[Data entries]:
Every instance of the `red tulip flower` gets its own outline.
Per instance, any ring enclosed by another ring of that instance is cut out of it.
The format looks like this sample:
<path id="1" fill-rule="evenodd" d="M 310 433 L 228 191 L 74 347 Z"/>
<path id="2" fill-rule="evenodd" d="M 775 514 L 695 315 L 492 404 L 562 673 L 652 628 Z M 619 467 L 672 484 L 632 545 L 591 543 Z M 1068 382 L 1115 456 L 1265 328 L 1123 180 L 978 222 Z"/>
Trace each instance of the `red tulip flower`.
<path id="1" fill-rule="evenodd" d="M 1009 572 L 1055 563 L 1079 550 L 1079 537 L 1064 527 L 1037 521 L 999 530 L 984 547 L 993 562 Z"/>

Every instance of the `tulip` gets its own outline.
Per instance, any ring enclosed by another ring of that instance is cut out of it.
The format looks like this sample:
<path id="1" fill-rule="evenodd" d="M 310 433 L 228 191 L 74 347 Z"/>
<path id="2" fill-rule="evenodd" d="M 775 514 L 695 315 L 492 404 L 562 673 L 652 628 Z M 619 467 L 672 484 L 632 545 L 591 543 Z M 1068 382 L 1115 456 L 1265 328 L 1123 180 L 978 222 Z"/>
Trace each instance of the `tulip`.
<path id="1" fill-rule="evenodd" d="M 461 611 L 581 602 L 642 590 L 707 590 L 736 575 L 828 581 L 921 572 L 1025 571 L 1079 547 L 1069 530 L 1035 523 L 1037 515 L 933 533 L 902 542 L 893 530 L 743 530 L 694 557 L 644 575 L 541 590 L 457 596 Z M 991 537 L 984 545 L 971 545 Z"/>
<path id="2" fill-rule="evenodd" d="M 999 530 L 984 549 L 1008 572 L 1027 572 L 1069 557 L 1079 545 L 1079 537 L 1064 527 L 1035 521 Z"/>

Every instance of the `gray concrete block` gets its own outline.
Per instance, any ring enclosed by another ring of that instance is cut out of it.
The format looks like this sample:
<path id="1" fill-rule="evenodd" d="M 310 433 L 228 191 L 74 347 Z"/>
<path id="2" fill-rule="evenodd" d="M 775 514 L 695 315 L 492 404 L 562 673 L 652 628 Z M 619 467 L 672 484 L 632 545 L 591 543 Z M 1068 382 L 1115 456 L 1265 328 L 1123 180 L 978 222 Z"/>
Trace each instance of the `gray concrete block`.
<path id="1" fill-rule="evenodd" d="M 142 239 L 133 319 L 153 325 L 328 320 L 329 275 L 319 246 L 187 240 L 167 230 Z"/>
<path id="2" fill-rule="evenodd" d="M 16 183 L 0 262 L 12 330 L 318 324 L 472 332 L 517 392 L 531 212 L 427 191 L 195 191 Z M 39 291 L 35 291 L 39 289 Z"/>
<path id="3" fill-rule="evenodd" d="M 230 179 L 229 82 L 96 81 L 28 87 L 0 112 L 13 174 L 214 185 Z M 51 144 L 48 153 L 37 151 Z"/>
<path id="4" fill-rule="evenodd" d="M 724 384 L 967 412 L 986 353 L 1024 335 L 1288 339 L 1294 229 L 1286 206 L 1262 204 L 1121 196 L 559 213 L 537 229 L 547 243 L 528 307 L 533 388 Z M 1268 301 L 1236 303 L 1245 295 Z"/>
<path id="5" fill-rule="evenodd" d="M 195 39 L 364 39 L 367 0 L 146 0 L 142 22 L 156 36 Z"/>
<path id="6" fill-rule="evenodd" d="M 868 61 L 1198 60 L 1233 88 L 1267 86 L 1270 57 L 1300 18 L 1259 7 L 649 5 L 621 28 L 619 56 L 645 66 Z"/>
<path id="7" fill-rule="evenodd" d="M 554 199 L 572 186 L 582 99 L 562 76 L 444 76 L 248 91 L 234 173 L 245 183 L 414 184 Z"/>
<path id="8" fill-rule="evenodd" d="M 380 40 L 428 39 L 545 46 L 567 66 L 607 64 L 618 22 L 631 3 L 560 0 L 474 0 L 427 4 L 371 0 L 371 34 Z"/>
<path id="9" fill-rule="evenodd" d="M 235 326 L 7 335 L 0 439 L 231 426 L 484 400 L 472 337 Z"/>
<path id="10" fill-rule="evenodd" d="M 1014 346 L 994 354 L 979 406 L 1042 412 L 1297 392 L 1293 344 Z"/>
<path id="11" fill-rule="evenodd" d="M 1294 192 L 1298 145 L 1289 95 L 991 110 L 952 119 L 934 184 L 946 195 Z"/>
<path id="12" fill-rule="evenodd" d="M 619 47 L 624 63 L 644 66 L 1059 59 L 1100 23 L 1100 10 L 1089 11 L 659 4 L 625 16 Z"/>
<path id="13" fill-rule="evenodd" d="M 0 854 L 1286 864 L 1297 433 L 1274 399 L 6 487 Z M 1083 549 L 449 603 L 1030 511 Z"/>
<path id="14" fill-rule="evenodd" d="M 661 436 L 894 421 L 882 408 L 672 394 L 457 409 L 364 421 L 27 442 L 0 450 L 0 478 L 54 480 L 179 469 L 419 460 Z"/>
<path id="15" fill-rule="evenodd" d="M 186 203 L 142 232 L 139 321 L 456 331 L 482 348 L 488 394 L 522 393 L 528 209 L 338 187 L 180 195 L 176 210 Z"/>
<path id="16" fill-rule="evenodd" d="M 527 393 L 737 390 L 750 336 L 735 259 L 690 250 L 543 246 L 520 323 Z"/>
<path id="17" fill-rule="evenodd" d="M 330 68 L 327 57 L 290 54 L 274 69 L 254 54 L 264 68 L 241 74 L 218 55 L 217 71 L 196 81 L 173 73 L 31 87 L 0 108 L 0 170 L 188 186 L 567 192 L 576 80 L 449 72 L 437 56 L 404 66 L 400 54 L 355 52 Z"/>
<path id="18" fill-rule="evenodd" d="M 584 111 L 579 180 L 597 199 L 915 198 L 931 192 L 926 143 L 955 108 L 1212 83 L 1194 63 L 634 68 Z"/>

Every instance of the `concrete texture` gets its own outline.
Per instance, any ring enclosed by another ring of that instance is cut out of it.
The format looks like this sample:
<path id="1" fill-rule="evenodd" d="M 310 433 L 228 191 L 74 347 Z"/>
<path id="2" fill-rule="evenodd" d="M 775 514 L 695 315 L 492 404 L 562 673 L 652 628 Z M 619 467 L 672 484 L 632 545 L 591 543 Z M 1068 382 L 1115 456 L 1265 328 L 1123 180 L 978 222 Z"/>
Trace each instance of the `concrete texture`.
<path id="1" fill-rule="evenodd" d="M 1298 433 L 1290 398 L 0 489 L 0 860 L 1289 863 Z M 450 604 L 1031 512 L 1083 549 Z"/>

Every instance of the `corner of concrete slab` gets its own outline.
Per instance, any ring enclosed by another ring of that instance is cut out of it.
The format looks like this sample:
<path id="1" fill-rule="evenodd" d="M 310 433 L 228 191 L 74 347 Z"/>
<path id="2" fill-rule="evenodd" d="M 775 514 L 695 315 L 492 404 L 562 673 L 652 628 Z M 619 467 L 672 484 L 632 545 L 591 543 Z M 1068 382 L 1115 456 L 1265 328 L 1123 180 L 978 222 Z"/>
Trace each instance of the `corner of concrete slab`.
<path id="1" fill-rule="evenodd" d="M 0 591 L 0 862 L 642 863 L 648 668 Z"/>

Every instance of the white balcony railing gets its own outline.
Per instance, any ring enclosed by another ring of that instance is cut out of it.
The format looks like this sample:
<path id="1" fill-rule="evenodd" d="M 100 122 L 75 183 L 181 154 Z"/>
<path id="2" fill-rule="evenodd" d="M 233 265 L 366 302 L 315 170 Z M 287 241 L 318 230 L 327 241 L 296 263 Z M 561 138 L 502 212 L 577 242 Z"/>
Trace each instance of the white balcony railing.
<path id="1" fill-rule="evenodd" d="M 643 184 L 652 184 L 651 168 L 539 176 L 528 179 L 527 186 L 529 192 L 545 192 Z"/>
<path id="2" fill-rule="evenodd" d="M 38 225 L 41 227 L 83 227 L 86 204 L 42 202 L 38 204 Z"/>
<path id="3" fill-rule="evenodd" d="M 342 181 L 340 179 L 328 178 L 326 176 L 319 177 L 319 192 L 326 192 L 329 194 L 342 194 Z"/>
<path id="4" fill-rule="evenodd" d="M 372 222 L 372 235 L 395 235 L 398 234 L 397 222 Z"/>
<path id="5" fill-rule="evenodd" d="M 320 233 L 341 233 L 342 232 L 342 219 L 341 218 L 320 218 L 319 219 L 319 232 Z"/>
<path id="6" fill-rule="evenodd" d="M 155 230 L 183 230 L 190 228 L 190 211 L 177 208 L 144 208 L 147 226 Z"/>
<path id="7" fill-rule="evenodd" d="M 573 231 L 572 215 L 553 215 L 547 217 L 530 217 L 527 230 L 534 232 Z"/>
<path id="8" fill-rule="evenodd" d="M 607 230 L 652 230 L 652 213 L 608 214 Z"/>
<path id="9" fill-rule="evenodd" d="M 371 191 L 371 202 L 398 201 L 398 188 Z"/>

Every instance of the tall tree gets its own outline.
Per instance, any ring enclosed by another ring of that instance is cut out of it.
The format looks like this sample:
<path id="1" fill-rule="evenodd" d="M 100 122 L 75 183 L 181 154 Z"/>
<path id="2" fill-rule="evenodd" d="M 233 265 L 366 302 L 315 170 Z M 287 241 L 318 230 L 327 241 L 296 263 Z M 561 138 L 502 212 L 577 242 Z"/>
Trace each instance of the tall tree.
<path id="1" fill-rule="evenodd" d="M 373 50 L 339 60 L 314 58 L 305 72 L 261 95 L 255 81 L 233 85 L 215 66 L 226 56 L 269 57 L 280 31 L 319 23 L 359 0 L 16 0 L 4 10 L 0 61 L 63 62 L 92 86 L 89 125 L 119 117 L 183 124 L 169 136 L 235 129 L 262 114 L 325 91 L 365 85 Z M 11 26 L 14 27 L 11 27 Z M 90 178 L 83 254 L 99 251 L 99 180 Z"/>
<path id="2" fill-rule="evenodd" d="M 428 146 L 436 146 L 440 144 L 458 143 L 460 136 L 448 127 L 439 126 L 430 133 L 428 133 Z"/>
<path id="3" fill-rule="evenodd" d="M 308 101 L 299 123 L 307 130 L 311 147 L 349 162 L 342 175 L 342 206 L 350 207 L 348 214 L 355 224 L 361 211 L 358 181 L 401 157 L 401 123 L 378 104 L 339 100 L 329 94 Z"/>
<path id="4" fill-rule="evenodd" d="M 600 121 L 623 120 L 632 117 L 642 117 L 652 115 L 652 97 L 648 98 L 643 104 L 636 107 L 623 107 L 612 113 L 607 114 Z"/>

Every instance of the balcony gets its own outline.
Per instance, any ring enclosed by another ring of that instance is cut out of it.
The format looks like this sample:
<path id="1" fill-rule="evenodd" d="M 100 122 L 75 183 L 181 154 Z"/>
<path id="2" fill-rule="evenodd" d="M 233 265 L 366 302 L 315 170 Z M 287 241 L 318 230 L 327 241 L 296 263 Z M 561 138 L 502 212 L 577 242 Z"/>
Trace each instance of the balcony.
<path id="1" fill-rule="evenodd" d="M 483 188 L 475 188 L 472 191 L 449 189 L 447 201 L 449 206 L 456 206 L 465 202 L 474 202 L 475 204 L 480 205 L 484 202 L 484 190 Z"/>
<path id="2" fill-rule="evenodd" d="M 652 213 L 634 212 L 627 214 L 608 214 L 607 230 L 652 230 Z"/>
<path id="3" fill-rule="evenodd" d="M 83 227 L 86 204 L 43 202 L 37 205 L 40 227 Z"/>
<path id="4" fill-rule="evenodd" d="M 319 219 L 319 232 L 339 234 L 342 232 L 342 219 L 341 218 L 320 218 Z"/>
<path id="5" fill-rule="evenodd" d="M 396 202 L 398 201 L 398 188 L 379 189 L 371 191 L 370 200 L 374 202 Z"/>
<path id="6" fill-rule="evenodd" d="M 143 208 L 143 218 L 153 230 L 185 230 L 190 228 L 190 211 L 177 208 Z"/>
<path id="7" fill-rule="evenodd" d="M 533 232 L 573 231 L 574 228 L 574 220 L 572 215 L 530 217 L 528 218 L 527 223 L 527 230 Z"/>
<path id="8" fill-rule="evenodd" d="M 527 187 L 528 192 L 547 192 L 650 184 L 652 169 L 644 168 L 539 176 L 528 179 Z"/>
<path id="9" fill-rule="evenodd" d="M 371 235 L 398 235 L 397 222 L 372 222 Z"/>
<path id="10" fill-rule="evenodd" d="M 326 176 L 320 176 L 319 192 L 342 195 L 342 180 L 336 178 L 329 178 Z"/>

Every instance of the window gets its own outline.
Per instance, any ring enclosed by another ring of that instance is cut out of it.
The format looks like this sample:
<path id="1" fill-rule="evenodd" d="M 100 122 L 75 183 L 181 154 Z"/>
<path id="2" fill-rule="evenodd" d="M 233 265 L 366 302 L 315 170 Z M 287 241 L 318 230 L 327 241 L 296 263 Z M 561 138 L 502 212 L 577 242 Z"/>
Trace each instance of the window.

[Task prompt]: For each line of the entries that includes "Every", show that line.

[Answer for this exercise]:
Every instance of the `red tulip flower` gets its own outline.
Every instance of the `tulip` gets its own outline.
Every instance of the `gray concrete block` gets its own outline.
Every instance of the `concrete texture` gets its own outline.
Every instance of the `corner of concrete slab` gets its own outline.
Every instance of the white balcony railing gets its own outline.
Every instance of the tall tree gets its own outline.
Every instance of the balcony gets its own outline.
Every instance of the window gets its own outline.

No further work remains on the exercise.